### THE PROBLEM
Find every line in the listing below that contains the word "lizard", and copy each of those lines.

[Pointing dataset excerpts]
.....
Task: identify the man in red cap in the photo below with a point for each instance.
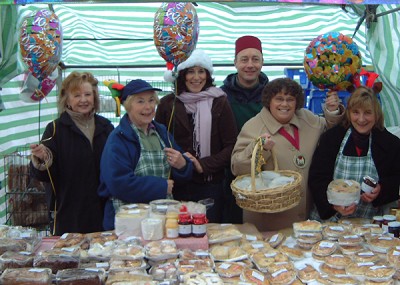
(244, 90)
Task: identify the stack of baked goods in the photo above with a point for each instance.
(307, 233)
(343, 192)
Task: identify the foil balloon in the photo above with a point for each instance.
(176, 30)
(331, 61)
(41, 43)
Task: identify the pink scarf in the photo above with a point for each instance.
(200, 104)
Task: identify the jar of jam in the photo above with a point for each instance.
(386, 220)
(394, 229)
(184, 225)
(378, 220)
(368, 184)
(199, 225)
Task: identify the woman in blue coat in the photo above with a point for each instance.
(140, 161)
(68, 157)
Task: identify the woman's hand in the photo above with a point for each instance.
(175, 158)
(332, 101)
(369, 197)
(345, 210)
(195, 162)
(268, 142)
(40, 151)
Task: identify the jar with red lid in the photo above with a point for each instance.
(184, 224)
(199, 222)
(386, 220)
(378, 220)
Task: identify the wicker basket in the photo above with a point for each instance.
(272, 200)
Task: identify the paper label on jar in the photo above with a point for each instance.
(225, 265)
(172, 233)
(199, 229)
(326, 244)
(257, 275)
(274, 238)
(251, 237)
(185, 229)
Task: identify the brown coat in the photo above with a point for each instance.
(310, 128)
(223, 134)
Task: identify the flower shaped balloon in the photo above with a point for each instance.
(331, 61)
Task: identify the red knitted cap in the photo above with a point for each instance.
(247, 42)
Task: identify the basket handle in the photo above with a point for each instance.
(257, 151)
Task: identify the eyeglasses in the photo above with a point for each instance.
(289, 100)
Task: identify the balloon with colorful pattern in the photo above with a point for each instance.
(40, 43)
(176, 30)
(331, 61)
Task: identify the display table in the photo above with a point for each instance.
(181, 243)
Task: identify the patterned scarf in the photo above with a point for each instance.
(200, 104)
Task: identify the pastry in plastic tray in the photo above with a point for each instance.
(309, 226)
(276, 239)
(293, 253)
(281, 274)
(126, 251)
(307, 273)
(389, 282)
(381, 244)
(255, 246)
(358, 269)
(93, 264)
(379, 273)
(70, 240)
(196, 254)
(79, 276)
(333, 232)
(262, 260)
(25, 276)
(343, 192)
(161, 250)
(127, 265)
(350, 240)
(326, 269)
(324, 248)
(194, 265)
(8, 244)
(393, 256)
(222, 232)
(10, 259)
(365, 256)
(254, 276)
(229, 269)
(343, 280)
(351, 249)
(338, 261)
(101, 237)
(101, 252)
(366, 229)
(139, 277)
(201, 279)
(227, 253)
(165, 271)
(310, 238)
(57, 259)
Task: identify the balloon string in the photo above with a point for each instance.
(39, 93)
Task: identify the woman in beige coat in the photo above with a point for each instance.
(293, 133)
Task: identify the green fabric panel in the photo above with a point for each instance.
(384, 45)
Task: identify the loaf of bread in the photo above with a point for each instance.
(343, 192)
(26, 276)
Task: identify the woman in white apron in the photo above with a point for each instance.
(360, 146)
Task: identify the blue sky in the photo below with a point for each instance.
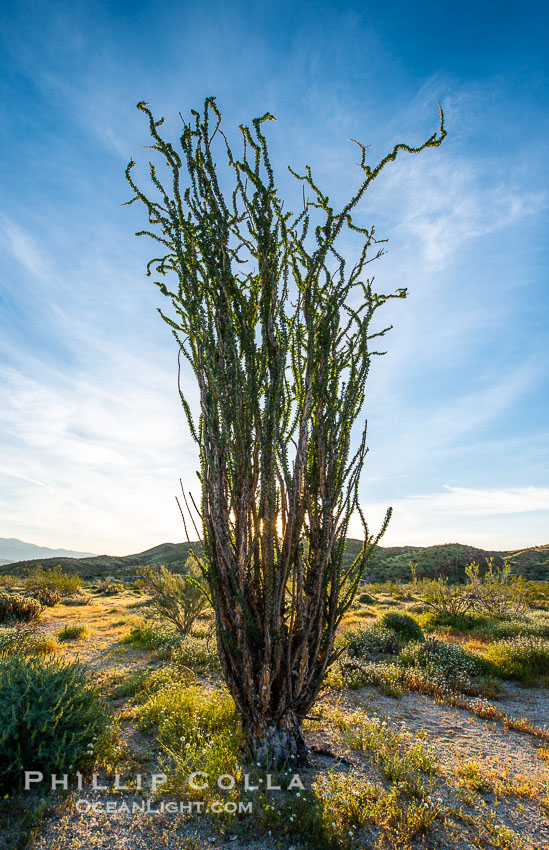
(92, 438)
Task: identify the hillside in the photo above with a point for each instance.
(13, 550)
(392, 562)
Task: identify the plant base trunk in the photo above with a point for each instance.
(276, 743)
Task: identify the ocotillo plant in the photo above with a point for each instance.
(277, 331)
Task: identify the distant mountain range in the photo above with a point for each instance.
(393, 562)
(13, 550)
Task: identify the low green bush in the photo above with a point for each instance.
(50, 717)
(73, 631)
(436, 657)
(197, 653)
(370, 640)
(162, 641)
(47, 596)
(405, 626)
(524, 657)
(19, 640)
(16, 607)
(197, 729)
(173, 598)
(55, 579)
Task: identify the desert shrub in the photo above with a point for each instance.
(8, 582)
(107, 587)
(47, 596)
(50, 717)
(198, 653)
(399, 756)
(18, 640)
(369, 640)
(497, 591)
(444, 599)
(524, 657)
(73, 631)
(197, 730)
(16, 607)
(55, 579)
(405, 626)
(79, 599)
(436, 657)
(176, 599)
(151, 637)
(365, 598)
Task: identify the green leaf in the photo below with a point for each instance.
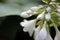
(46, 1)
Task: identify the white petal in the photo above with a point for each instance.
(34, 9)
(53, 0)
(48, 16)
(58, 8)
(42, 34)
(57, 37)
(40, 16)
(24, 15)
(37, 30)
(49, 37)
(28, 26)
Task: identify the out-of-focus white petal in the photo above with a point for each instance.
(37, 30)
(48, 9)
(34, 9)
(40, 16)
(28, 26)
(24, 15)
(48, 16)
(57, 37)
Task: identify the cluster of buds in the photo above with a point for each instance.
(47, 15)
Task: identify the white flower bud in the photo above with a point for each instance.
(48, 16)
(58, 9)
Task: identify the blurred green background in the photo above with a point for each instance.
(10, 28)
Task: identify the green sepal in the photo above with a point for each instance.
(46, 1)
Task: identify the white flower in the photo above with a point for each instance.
(48, 37)
(57, 37)
(36, 31)
(42, 34)
(58, 8)
(26, 14)
(41, 16)
(53, 0)
(48, 9)
(29, 26)
(34, 9)
(48, 16)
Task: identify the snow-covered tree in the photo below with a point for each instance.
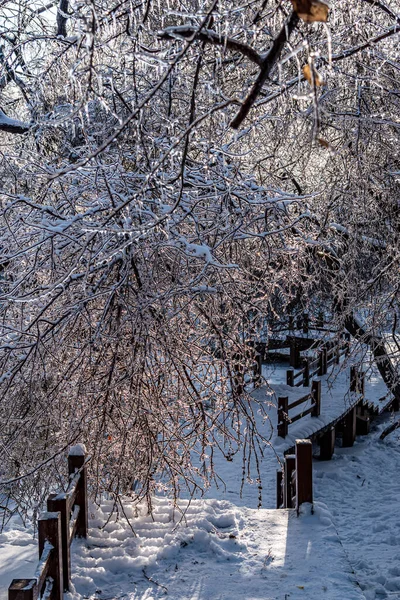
(172, 175)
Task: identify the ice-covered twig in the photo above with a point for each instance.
(12, 125)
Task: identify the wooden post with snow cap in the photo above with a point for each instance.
(257, 371)
(327, 444)
(304, 491)
(76, 464)
(306, 372)
(349, 428)
(290, 466)
(283, 403)
(49, 534)
(316, 397)
(306, 323)
(279, 490)
(59, 503)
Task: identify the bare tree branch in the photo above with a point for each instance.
(62, 17)
(12, 125)
(188, 32)
(268, 63)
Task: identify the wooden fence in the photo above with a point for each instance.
(66, 518)
(328, 354)
(294, 483)
(284, 407)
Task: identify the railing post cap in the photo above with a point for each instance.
(23, 584)
(303, 442)
(47, 515)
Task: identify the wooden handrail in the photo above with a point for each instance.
(66, 518)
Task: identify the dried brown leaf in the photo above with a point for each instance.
(312, 74)
(323, 143)
(311, 10)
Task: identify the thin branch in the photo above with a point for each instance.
(62, 16)
(188, 32)
(267, 64)
(12, 125)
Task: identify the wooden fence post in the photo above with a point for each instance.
(257, 370)
(279, 491)
(349, 428)
(58, 503)
(306, 372)
(290, 377)
(306, 323)
(353, 378)
(76, 462)
(304, 491)
(290, 466)
(294, 354)
(316, 397)
(321, 363)
(283, 403)
(327, 444)
(49, 530)
(337, 353)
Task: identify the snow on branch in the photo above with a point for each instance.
(188, 32)
(12, 125)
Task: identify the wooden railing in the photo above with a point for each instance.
(66, 518)
(294, 483)
(284, 407)
(328, 354)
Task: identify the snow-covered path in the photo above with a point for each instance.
(220, 552)
(361, 487)
(226, 548)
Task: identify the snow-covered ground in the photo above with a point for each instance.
(223, 547)
(361, 486)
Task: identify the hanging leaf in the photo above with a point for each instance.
(311, 10)
(312, 75)
(323, 143)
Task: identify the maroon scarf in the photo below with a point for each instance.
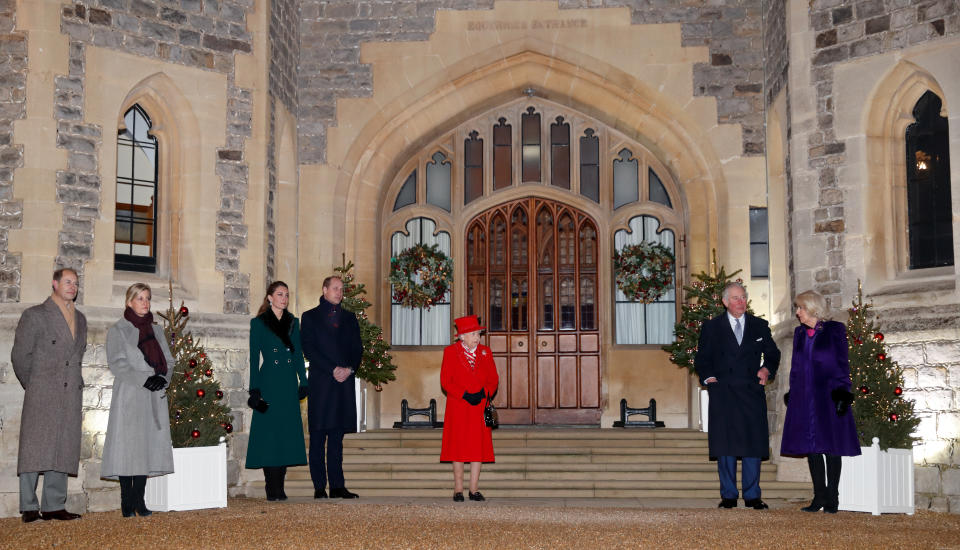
(148, 340)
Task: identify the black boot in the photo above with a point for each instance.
(139, 488)
(815, 463)
(281, 478)
(832, 503)
(126, 496)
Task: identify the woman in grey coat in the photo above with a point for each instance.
(138, 431)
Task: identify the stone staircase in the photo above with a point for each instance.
(542, 463)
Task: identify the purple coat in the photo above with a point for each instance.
(819, 366)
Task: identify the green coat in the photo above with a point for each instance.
(276, 436)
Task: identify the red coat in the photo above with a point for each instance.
(465, 437)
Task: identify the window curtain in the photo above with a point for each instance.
(416, 326)
(638, 323)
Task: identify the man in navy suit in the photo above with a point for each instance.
(331, 342)
(736, 357)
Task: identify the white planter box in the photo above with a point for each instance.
(199, 480)
(878, 481)
(704, 409)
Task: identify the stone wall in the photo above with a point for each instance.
(846, 30)
(333, 30)
(197, 33)
(13, 97)
(926, 343)
(282, 81)
(225, 341)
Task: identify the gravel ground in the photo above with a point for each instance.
(433, 523)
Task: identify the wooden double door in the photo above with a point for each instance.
(532, 279)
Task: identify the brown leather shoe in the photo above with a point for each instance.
(59, 514)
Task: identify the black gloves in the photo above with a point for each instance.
(155, 383)
(842, 399)
(473, 398)
(256, 402)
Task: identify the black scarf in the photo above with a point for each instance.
(147, 342)
(281, 327)
(331, 313)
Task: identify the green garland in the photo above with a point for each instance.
(420, 276)
(644, 272)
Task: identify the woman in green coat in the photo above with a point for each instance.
(276, 387)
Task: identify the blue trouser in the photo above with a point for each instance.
(750, 468)
(332, 468)
(54, 491)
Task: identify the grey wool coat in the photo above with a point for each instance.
(46, 359)
(138, 430)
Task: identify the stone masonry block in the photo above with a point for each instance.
(931, 377)
(948, 425)
(926, 479)
(942, 352)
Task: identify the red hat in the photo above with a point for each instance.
(467, 324)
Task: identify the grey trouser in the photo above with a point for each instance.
(54, 491)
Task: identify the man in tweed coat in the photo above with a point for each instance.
(47, 351)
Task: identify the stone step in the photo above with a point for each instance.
(512, 489)
(519, 474)
(544, 463)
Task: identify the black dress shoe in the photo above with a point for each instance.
(59, 514)
(342, 492)
(815, 506)
(727, 503)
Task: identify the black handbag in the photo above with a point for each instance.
(490, 417)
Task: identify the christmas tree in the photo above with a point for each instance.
(879, 407)
(703, 302)
(376, 367)
(198, 417)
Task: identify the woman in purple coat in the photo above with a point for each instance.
(819, 422)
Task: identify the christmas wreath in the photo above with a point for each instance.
(420, 276)
(643, 271)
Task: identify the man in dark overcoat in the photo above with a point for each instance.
(331, 342)
(736, 357)
(47, 353)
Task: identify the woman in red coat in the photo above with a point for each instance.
(469, 378)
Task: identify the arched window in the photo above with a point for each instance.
(420, 327)
(929, 210)
(536, 193)
(636, 322)
(135, 233)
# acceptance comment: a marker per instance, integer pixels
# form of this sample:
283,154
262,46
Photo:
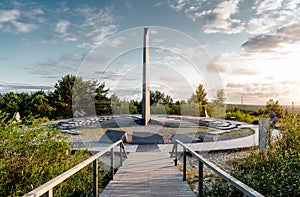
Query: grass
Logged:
237,131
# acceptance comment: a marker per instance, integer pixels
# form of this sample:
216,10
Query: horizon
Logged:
248,48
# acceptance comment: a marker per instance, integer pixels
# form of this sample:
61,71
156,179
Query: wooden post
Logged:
184,164
121,159
175,153
95,178
200,178
112,163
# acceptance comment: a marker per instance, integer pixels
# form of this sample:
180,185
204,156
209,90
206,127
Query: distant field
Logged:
245,107
257,107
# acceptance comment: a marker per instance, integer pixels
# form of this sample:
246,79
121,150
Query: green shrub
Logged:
274,171
31,155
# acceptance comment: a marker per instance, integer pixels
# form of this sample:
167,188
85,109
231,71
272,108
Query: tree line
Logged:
72,92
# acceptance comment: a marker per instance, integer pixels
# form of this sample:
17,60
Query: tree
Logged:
61,98
274,106
40,104
160,98
218,105
102,102
199,96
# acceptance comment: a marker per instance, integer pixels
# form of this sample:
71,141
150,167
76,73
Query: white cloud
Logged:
23,27
225,16
9,15
62,26
20,19
286,35
91,27
219,19
267,5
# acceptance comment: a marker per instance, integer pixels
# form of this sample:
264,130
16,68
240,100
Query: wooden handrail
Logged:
47,187
247,191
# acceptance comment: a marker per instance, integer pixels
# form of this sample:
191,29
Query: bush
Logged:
31,155
240,116
274,171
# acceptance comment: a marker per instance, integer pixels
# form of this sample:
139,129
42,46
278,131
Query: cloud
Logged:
20,87
216,16
226,16
62,26
267,5
56,68
22,18
286,35
219,19
90,26
258,93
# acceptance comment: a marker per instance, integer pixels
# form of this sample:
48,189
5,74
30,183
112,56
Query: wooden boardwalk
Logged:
148,174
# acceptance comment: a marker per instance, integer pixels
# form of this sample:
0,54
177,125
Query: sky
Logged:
249,48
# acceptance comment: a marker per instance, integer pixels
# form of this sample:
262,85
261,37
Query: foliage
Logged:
216,186
218,105
199,96
102,102
274,171
32,155
274,106
239,115
190,109
157,109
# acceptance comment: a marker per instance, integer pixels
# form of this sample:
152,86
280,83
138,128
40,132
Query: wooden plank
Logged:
148,174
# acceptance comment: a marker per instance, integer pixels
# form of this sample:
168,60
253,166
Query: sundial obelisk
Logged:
146,87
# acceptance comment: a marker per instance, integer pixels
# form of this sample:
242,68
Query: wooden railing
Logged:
247,191
47,188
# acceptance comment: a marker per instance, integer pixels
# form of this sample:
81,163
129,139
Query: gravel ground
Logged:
219,158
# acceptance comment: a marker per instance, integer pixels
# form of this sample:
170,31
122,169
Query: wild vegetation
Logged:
91,97
31,155
274,171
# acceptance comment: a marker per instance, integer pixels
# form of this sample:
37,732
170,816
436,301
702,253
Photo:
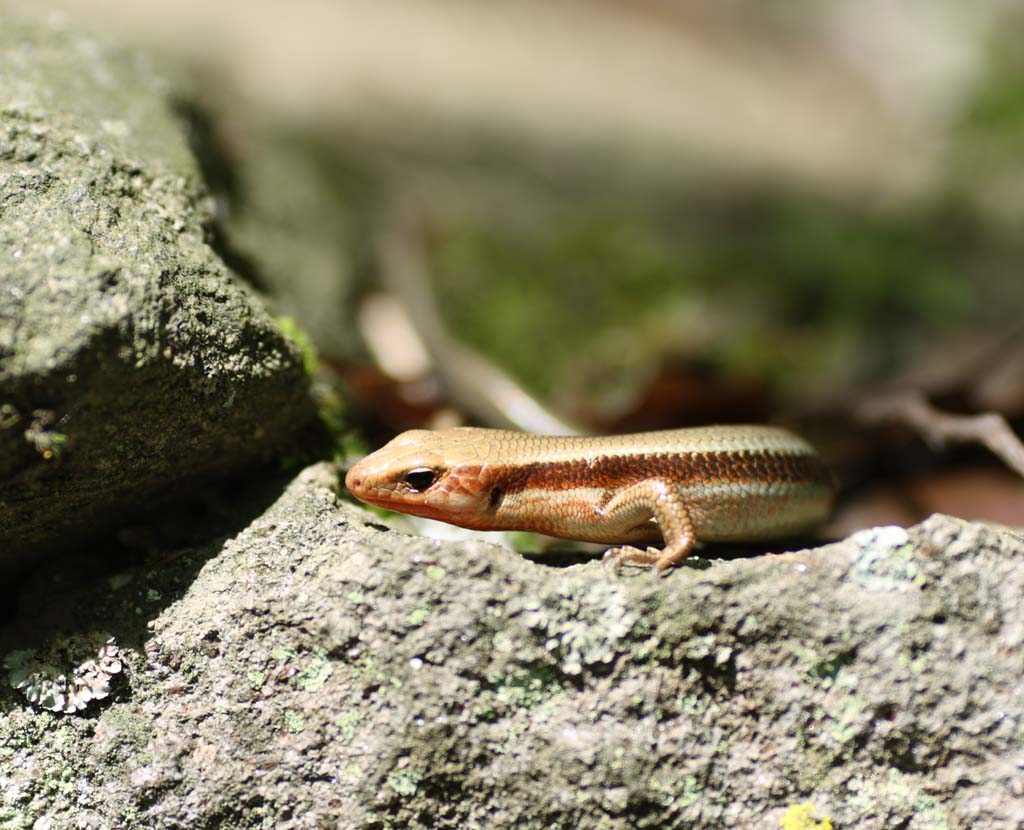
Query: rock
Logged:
317,669
132,361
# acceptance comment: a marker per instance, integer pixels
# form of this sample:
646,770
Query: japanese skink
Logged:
680,486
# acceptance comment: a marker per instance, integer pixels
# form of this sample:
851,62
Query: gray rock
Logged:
318,670
131,359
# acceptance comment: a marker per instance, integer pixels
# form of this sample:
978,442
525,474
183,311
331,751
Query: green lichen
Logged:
800,817
406,782
294,722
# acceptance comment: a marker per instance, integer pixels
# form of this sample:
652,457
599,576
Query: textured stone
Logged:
315,670
131,359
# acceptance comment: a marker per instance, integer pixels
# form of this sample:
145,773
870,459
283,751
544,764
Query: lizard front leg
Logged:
640,503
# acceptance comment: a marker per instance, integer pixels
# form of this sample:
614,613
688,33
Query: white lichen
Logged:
47,681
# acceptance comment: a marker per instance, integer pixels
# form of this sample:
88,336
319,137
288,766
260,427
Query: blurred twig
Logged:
475,384
938,428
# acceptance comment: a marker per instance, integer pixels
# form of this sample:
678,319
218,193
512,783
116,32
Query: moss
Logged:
817,279
302,341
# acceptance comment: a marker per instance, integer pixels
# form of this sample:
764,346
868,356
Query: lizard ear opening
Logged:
420,479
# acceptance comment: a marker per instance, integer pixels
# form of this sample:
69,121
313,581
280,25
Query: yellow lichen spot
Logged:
800,817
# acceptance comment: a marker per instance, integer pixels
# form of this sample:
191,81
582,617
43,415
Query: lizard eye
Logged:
420,479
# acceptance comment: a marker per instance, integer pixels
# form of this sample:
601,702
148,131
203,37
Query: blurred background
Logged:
621,216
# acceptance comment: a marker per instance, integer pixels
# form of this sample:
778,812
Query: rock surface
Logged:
131,360
318,670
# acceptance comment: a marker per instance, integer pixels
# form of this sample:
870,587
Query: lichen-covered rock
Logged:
131,359
315,670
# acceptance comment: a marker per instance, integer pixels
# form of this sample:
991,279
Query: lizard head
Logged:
440,474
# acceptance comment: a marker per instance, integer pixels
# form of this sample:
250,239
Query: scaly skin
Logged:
709,483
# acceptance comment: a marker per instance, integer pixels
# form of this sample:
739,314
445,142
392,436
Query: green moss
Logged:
816,279
302,341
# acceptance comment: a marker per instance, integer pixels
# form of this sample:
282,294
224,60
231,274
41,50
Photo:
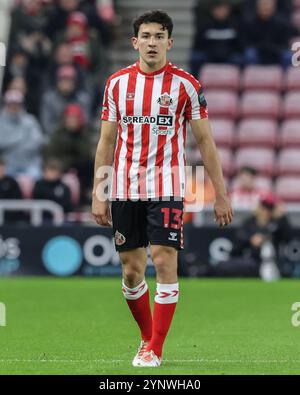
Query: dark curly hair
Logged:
154,16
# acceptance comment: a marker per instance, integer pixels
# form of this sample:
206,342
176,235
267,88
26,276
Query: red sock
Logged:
165,302
138,301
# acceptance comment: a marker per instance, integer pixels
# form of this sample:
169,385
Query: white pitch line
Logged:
244,361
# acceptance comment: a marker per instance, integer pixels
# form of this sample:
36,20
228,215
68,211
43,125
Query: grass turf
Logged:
83,326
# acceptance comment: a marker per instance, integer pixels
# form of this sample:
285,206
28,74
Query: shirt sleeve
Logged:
109,108
196,107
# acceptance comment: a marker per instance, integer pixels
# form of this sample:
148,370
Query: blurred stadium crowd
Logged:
58,61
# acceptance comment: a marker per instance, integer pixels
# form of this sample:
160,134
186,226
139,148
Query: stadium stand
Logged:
260,104
225,104
288,189
288,162
292,81
291,107
263,77
223,132
290,133
257,133
262,159
220,76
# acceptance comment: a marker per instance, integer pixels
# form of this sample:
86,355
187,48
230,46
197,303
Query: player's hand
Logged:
223,211
256,240
101,212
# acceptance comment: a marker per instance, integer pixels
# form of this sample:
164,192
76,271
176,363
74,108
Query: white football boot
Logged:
140,352
149,359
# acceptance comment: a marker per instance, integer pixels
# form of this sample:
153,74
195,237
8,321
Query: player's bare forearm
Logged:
104,157
203,135
105,150
202,132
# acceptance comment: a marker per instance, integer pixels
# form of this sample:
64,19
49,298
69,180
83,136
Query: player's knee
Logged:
132,276
133,272
164,259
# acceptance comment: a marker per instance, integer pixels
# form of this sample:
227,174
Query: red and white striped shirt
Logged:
152,110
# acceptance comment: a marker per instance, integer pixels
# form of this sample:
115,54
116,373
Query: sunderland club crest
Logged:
119,238
165,100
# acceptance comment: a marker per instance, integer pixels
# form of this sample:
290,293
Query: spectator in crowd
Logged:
21,137
87,50
72,143
246,193
267,36
19,66
199,191
9,189
51,187
258,240
218,40
202,8
63,56
27,24
65,92
283,8
58,19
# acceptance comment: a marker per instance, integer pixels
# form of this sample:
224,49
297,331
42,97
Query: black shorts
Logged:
138,223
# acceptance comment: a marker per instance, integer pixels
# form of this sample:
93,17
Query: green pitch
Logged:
83,326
.....
### SOLUTION TO THIS EXERCISE
Query: lizard front leg
Query: lizard ear opening
Query: lizard eye
Query: lizard head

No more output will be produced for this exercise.